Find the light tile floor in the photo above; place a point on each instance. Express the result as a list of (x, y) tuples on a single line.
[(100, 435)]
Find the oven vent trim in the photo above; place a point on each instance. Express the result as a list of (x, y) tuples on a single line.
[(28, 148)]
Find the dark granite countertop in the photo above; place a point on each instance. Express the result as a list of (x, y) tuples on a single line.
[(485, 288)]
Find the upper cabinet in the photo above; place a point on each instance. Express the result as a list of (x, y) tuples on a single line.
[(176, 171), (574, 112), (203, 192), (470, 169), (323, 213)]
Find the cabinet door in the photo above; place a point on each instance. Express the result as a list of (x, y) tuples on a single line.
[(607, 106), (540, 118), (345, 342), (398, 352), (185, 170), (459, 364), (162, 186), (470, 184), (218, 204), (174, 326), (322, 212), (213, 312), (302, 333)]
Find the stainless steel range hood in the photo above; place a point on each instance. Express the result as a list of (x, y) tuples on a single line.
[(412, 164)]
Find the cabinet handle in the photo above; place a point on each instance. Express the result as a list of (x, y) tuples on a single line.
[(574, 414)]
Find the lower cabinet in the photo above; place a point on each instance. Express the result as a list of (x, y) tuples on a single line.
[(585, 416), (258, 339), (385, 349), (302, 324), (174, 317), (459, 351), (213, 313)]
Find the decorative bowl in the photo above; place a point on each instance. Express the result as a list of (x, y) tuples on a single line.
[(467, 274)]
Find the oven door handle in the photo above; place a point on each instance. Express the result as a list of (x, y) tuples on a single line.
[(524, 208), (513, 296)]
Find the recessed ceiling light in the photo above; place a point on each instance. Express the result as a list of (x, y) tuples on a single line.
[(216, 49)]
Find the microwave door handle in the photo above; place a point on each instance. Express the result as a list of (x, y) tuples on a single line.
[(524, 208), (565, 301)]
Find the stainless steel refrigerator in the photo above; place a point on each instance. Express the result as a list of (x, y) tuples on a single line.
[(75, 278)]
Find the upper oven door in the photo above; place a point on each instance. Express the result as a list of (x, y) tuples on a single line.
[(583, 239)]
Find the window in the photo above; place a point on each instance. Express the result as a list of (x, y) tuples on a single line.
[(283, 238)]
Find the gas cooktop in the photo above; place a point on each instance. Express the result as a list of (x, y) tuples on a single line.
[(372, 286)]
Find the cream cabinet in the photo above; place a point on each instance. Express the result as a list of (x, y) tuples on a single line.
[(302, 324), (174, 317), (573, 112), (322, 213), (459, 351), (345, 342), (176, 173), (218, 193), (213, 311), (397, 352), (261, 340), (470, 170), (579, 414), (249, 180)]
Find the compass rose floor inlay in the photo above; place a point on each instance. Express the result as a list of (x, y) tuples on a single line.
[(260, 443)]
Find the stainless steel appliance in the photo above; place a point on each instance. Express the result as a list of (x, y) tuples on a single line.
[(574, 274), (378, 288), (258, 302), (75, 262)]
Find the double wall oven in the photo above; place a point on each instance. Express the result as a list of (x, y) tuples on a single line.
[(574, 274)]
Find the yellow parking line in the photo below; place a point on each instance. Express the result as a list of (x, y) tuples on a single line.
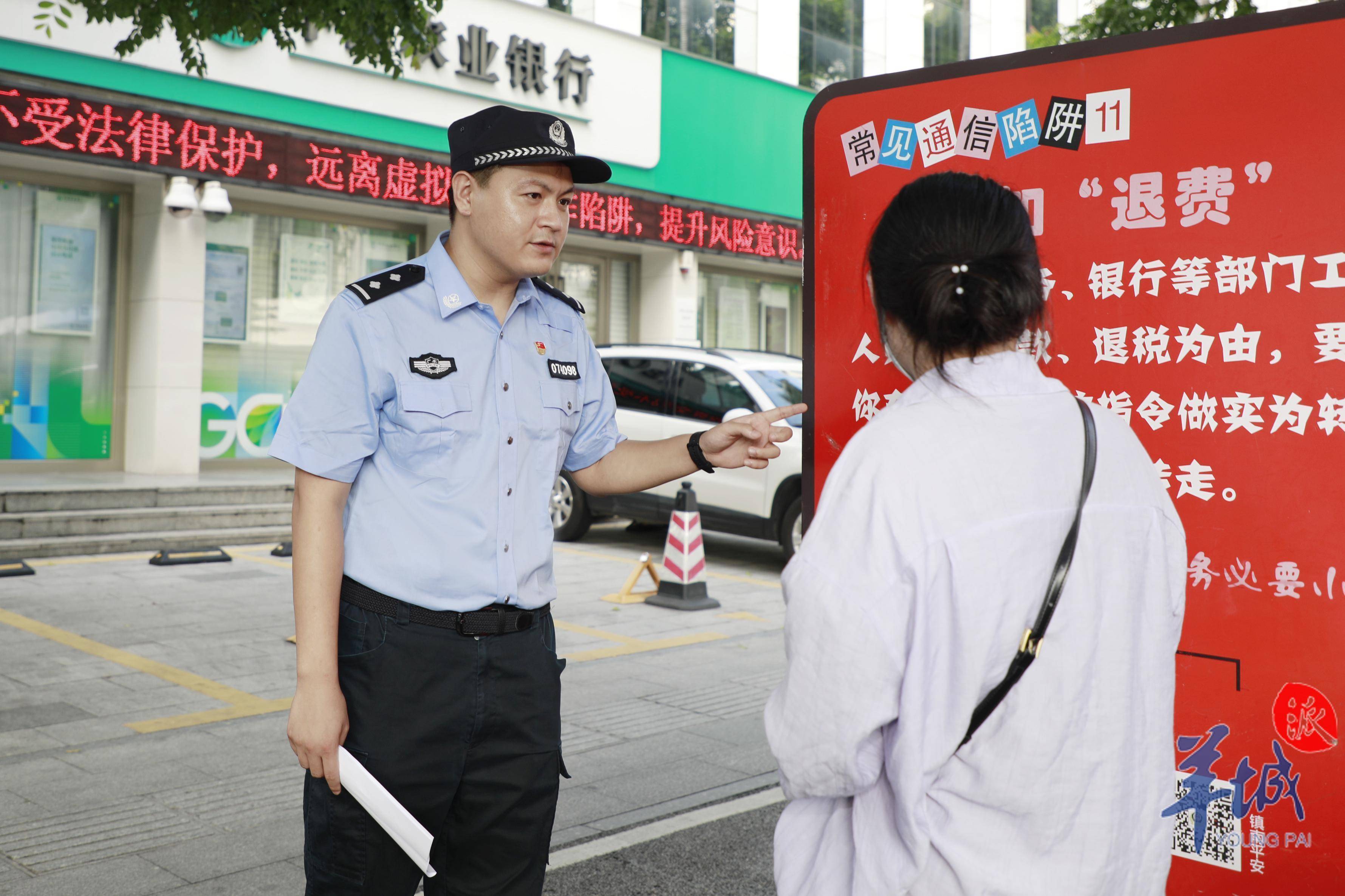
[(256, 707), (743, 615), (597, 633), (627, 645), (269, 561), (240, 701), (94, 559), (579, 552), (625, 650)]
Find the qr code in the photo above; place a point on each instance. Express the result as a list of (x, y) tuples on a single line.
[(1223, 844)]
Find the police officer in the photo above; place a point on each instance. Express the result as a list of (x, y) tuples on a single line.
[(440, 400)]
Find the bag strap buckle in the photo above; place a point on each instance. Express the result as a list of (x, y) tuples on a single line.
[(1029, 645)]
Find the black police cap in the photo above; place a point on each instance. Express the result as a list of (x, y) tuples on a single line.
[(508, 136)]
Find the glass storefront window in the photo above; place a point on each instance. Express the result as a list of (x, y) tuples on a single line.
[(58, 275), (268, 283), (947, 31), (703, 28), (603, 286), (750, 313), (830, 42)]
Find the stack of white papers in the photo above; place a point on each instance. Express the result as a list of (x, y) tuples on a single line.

+---+

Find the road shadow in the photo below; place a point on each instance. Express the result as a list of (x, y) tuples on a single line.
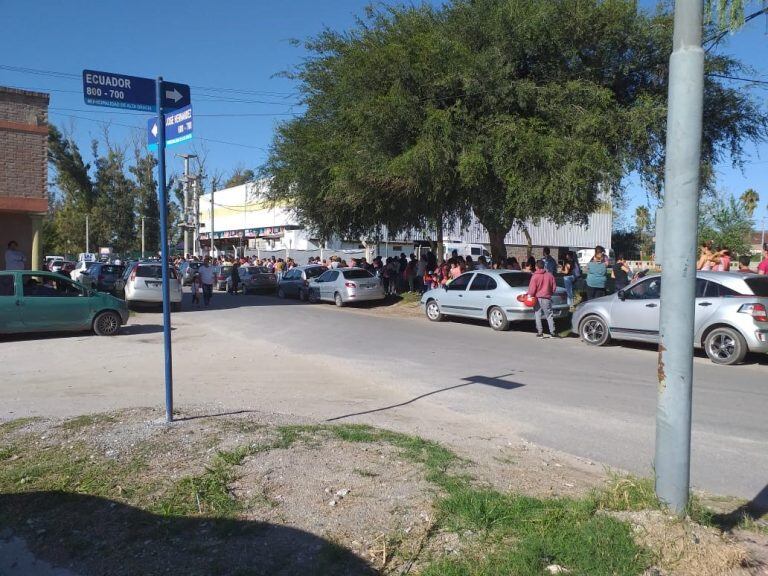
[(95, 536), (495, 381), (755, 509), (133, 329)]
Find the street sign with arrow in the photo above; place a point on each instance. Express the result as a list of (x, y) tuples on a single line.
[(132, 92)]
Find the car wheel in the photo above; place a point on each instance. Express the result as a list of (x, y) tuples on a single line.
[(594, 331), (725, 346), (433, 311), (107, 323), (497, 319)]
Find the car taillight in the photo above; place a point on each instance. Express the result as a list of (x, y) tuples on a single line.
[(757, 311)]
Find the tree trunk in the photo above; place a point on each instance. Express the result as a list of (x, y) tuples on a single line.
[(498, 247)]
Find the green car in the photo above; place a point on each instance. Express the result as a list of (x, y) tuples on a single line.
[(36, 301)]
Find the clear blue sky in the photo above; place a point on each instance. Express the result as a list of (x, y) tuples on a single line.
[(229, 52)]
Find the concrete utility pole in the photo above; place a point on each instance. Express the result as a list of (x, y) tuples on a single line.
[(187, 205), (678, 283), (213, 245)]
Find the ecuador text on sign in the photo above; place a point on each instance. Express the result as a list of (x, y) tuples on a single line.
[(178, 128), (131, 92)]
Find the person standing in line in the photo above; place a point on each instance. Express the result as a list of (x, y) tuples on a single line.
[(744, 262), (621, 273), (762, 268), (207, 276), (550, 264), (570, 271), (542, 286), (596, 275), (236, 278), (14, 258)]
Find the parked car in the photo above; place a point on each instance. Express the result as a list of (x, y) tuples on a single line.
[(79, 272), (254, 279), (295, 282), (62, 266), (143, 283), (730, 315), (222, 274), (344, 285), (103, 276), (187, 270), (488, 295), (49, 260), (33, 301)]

+---+

### Problem to solve
Copy out, word for word, the part of the rows that opens with the line containing "Find the stainless steel range" and closes with the line containing "[(216, 49)]", including both of those lines.

### Finished answer
Find the stainless steel range hood in the photo above; place a point on each instance. Express the result as a list of (x, y) tuples on a single line.
[(412, 164)]
Find the cabinet handle in the photo above; place a point on each instance. Express the result as a list of (x, y) tuples on a single line.
[(574, 414)]
Find the lower cabinet in the photo above; place a point on each instance. Express the result as a list of (x, y) tuples on a single line.
[(585, 416), (258, 339), (385, 349), (302, 324), (174, 317), (459, 351), (213, 313)]
Find the decorative bowl in the photo above; place a point on each instance. Express the result as a list of (x, y) tuples on a single line.
[(467, 274)]
Find the oven door handle in the photo above; place a point on each instance. Express the result as a list of (x, y) tuples on a single line.
[(524, 208), (513, 296)]
Find the recessed ceiling light in the photo above; place a point on each instance. Express the result as a list of (x, y) tuples on a single line.
[(216, 49)]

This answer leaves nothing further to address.